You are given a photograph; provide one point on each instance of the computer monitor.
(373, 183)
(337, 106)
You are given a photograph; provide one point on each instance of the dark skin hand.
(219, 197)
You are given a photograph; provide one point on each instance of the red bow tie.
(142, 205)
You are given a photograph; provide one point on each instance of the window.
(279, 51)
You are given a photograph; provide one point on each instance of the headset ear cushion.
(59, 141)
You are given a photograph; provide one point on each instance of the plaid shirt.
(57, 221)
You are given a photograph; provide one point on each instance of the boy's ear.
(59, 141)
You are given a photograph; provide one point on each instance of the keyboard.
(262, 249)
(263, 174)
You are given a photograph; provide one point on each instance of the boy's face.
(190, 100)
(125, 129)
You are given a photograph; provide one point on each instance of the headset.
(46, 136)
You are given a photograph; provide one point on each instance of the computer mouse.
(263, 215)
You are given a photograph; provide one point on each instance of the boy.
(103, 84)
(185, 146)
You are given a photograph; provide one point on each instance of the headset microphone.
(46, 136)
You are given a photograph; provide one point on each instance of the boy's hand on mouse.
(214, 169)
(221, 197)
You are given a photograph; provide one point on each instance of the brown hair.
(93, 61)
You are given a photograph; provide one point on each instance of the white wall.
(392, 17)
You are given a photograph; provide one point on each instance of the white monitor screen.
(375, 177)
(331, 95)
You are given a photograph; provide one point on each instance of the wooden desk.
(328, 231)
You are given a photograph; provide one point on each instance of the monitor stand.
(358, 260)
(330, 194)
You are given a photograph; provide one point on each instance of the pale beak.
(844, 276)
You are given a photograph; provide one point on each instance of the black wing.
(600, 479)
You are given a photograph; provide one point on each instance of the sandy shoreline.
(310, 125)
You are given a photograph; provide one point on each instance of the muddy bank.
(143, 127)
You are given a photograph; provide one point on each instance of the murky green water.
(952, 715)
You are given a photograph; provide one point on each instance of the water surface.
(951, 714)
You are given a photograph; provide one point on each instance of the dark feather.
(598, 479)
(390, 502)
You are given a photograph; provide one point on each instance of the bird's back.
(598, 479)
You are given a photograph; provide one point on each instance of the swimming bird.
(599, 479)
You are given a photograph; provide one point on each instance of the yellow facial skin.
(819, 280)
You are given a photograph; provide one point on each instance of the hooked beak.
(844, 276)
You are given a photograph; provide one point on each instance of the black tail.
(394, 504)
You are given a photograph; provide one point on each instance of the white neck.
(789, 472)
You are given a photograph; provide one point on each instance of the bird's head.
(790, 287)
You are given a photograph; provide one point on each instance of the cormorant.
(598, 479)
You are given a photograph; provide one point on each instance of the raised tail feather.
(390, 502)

━━━━━━

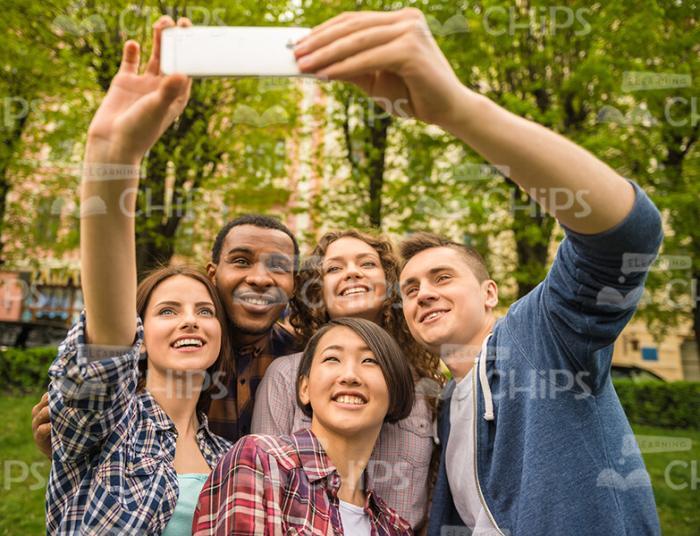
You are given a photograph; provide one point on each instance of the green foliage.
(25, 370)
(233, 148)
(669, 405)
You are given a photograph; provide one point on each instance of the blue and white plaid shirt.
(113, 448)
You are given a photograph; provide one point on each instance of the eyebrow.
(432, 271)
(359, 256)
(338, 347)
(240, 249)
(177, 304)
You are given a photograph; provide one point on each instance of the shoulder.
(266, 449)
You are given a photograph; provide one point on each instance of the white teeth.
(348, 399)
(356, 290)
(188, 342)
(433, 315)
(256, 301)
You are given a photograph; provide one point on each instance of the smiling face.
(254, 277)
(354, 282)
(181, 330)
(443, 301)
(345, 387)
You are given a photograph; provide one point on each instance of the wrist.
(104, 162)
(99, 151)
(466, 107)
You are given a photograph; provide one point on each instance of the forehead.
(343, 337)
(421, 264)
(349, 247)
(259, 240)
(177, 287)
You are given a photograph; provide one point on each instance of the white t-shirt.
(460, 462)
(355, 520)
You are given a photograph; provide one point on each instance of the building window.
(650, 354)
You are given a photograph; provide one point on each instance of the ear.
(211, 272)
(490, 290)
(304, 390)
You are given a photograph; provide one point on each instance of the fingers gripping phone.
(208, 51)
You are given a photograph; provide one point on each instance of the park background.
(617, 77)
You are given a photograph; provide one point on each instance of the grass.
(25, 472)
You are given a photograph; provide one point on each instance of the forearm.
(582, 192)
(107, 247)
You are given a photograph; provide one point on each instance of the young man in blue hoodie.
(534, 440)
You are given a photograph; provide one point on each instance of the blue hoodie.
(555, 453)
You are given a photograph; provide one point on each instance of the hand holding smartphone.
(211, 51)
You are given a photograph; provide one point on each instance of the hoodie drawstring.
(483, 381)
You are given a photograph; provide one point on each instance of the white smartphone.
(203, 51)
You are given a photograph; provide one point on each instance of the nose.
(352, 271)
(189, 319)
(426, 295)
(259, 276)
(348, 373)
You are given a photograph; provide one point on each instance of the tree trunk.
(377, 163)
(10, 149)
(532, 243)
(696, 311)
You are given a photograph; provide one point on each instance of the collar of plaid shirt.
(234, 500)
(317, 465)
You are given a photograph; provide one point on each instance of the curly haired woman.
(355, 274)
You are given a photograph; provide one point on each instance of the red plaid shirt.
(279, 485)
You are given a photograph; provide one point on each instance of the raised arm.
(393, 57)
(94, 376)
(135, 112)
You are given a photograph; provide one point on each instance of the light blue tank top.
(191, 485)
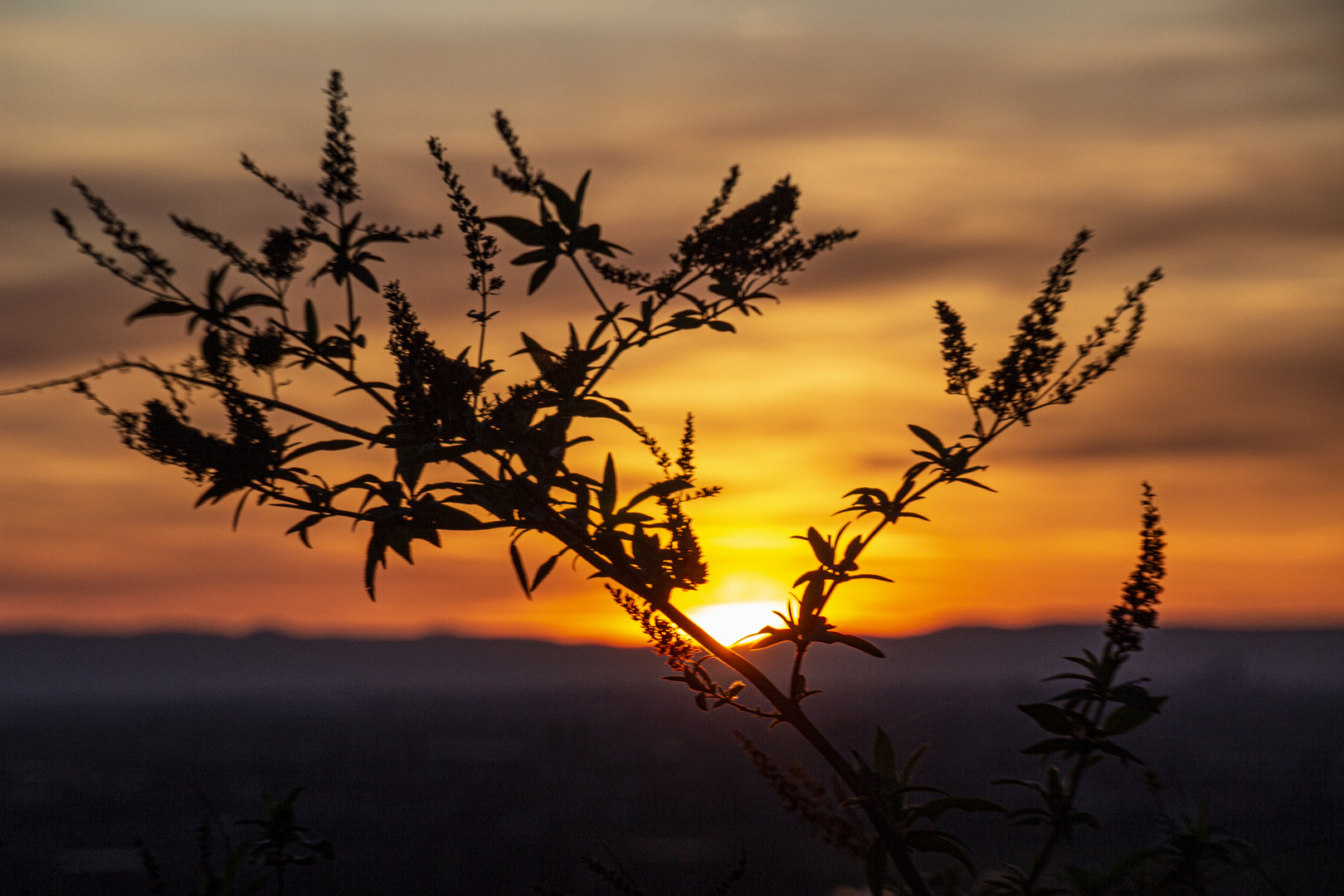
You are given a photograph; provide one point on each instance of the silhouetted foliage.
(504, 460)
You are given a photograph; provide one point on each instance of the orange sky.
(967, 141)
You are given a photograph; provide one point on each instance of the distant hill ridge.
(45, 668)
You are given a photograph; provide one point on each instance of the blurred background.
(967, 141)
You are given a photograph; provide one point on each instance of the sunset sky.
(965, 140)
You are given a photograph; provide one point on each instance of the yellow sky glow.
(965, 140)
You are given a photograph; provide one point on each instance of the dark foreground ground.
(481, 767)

━━━━━━

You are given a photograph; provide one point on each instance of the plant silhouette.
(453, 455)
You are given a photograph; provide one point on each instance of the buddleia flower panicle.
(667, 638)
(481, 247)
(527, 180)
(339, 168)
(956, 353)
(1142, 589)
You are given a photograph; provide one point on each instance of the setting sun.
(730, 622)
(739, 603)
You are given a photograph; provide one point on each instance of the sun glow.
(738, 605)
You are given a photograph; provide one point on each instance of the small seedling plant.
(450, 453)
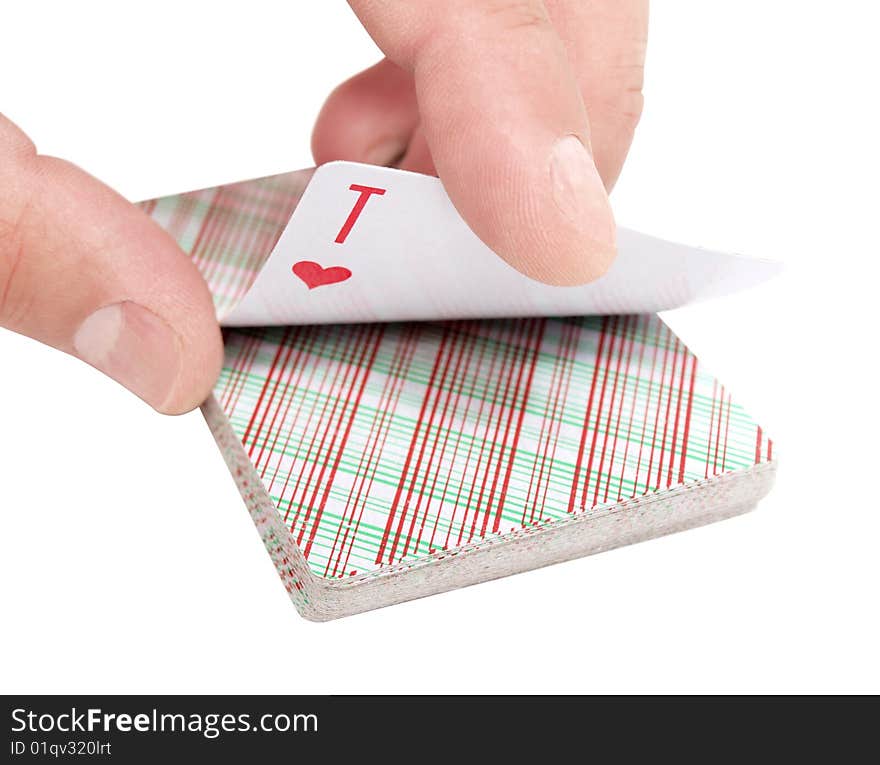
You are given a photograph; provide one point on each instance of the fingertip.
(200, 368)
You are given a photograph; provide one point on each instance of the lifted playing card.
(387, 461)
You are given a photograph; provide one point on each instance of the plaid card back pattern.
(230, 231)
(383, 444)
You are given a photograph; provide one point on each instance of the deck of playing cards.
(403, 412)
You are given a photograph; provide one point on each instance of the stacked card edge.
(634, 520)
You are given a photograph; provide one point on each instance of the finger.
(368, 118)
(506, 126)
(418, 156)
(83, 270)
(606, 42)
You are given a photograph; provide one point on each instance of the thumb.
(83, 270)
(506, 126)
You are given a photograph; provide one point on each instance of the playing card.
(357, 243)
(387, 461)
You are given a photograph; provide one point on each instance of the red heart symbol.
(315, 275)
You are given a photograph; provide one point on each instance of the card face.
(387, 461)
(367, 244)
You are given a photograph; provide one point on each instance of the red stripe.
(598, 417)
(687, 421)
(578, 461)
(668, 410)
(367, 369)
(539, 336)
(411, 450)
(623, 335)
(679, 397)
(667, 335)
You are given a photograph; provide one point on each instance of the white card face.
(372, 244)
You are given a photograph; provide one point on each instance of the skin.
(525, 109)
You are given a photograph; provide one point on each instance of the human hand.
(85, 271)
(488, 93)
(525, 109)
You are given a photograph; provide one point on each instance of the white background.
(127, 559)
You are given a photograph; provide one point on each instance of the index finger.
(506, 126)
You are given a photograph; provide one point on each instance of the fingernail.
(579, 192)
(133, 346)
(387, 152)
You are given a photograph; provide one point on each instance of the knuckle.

━━━━━━

Problem to solve —
Only one part of the material above is to be transcribed, namely the lines starting with the line that has "of the fingernail." and going on through the line that has "of the knuckle.", exactly as they stand.

Your solution —
You are given a photograph; provide one point on each instance of the fingernail.
(579, 192)
(133, 346)
(387, 152)
You are given a photograph; provide one point on each instance of the knuckle.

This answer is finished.